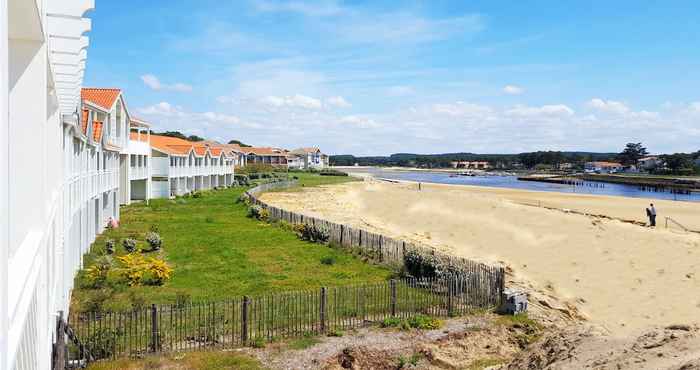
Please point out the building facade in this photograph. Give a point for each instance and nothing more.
(307, 158)
(180, 166)
(59, 179)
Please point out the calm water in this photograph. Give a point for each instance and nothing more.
(513, 183)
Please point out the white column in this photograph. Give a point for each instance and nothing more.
(4, 191)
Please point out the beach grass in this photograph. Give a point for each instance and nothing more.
(216, 253)
(209, 360)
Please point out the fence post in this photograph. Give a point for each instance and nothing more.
(244, 319)
(392, 284)
(154, 328)
(450, 295)
(59, 349)
(323, 309)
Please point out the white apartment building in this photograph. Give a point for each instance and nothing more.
(59, 170)
(307, 158)
(180, 166)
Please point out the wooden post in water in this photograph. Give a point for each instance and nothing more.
(392, 284)
(322, 309)
(59, 349)
(244, 319)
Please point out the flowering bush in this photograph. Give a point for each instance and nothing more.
(129, 244)
(154, 240)
(97, 273)
(138, 270)
(109, 246)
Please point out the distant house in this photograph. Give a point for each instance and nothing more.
(603, 167)
(471, 165)
(649, 163)
(271, 156)
(307, 158)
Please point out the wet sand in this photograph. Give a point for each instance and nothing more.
(621, 276)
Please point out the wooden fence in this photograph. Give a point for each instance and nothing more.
(240, 321)
(248, 320)
(383, 248)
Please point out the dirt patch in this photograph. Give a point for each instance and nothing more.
(484, 339)
(673, 347)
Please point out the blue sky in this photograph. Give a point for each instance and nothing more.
(374, 77)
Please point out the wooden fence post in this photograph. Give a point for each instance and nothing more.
(392, 284)
(59, 349)
(322, 310)
(450, 295)
(154, 328)
(244, 319)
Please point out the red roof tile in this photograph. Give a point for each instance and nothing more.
(97, 131)
(101, 97)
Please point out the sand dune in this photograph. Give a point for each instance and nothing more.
(622, 276)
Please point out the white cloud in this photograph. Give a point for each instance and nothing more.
(295, 101)
(404, 27)
(400, 90)
(309, 9)
(513, 90)
(543, 111)
(608, 106)
(338, 102)
(460, 109)
(154, 84)
(359, 121)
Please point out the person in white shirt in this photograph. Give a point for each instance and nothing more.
(652, 215)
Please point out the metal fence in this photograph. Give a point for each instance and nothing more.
(463, 286)
(247, 320)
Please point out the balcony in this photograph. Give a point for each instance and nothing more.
(138, 173)
(161, 167)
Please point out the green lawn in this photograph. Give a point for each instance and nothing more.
(217, 252)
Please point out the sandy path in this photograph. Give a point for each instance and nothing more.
(622, 276)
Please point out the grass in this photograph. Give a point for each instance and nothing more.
(192, 360)
(217, 252)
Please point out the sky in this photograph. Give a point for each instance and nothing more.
(382, 77)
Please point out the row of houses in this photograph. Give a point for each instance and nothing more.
(70, 157)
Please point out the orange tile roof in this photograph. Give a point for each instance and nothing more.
(171, 145)
(83, 121)
(265, 151)
(97, 131)
(135, 136)
(101, 97)
(306, 150)
(200, 150)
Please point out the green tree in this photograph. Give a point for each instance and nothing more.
(678, 161)
(632, 153)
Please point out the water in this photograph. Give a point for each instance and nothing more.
(511, 182)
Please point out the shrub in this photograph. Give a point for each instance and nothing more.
(129, 244)
(134, 268)
(159, 271)
(424, 322)
(97, 273)
(258, 212)
(109, 246)
(138, 270)
(425, 265)
(154, 240)
(311, 233)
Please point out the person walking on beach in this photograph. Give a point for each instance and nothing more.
(651, 211)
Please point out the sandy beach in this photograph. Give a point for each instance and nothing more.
(620, 276)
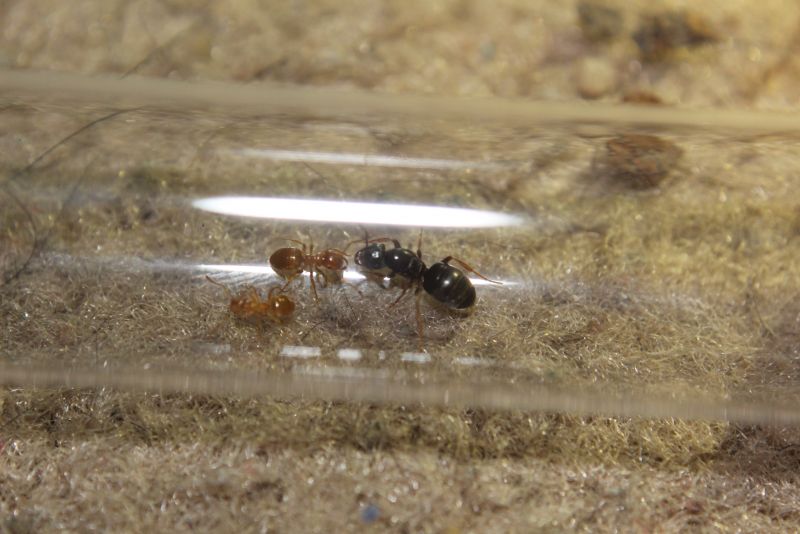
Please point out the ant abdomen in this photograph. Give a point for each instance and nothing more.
(449, 286)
---+---
In the copy, leave out the pictures and restate the records exactly.

Please point out the building facade in this photograph. Give a point for each instance and nothing more.
(307, 158)
(180, 166)
(59, 179)
Please point out the calm water in this photograph. Give a point for each instance and nothing more.
(513, 183)
Please point out the white column in this photograph. Give a point for each instance and nothing more.
(4, 191)
Please point out the beach grass in this photograph. Give a point for each instance and nothing more.
(216, 253)
(209, 360)
Please point out the fence post in this photograph. Give a point for each instance and nothing more.
(244, 319)
(392, 284)
(154, 328)
(450, 295)
(59, 349)
(323, 309)
Please point out the white apartment building in this photograph. Give a point for each instance and nothing more.
(59, 170)
(307, 158)
(180, 166)
Please point out the wooden post in water in this photograph. Give a point for each instance and nothing more.
(392, 284)
(322, 309)
(59, 349)
(244, 319)
Please point out the flowering bush in this photograph. Give a point for each instance and nothing more.
(129, 244)
(154, 240)
(97, 273)
(138, 270)
(109, 246)
Please point out the distant house in this photograph. Give a point for each instance and nothing more.
(603, 167)
(471, 165)
(649, 163)
(271, 156)
(307, 158)
Please point out the wet sand in this photograph. Give a point for each instance and nothing more.
(621, 276)
Please point out the wooden fence in this photograph. Give a point for each instance and nothing more.
(240, 321)
(248, 320)
(383, 248)
Please point out the dirt patch in this photograph. Give a point for each instance and nothing more.
(484, 339)
(673, 347)
Please point out the blue sky in this photograph. Give a point for each instance and nothing more.
(374, 77)
Please point out the wooden fence post in this photograph. Give a point for each instance and nothing more.
(392, 284)
(59, 349)
(322, 310)
(450, 295)
(154, 328)
(244, 319)
Please point out the red roof tile in this photograph. Give a point for each instance and nothing more.
(97, 131)
(101, 97)
Please point out the sand dune in this photograph. Give a point for each instance and nothing more.
(622, 276)
Please point out the white cloud in this photograph. Give a point for each instance and nothing more.
(295, 101)
(404, 27)
(400, 90)
(309, 9)
(513, 90)
(543, 111)
(608, 106)
(338, 102)
(460, 109)
(154, 84)
(359, 121)
Please point out the person in white shirt in this photograph. Give a point for each instance and nothing more.
(652, 215)
Please point out the metal fence in this photograph. Give a point for each instance and nothing more.
(463, 286)
(247, 320)
Please point out the balcony in this photograph. Give a point for each instance and nothing more.
(138, 173)
(161, 167)
Please point out the green lawn in this photograph. Give a point for each instance and nothing more.
(217, 252)
Please point out the sandy path in this photograph. Give a point for each instance and nothing more.
(622, 276)
Please point out the grass in this photograph. Give a point for each instance and nothing more.
(192, 360)
(217, 252)
Please point out the sky in this photograph. Give a point for each instance and nothing more.
(382, 77)
Please point out the row of houses in this photograph. Give a point for each instance and nothing more.
(70, 157)
Please point out the orange tile roof in this photograph. Give a point for each instance and nothing more.
(171, 145)
(83, 121)
(265, 151)
(97, 131)
(135, 136)
(101, 97)
(306, 150)
(200, 150)
Please point out the green tree in this photograph. Give a point for each instance and nothing more.
(678, 161)
(632, 153)
Please point out the water in this photograph. Give a point for each instance and nothing more.
(511, 182)
Please point out the shrub in this photograph. Give a point for each instance and nothing more.
(129, 244)
(134, 268)
(159, 271)
(424, 322)
(97, 273)
(258, 212)
(109, 246)
(138, 270)
(425, 265)
(154, 240)
(311, 233)
Please point out the person walking on beach in this photograph. Give a point for each instance and nothing more.
(651, 211)
Please point out the sandy beach in this photograph. Give a point for each instance and nothing more.
(620, 276)
Please point out the ant abdomen in this photograph. Give a point for each instance and nothing more.
(449, 286)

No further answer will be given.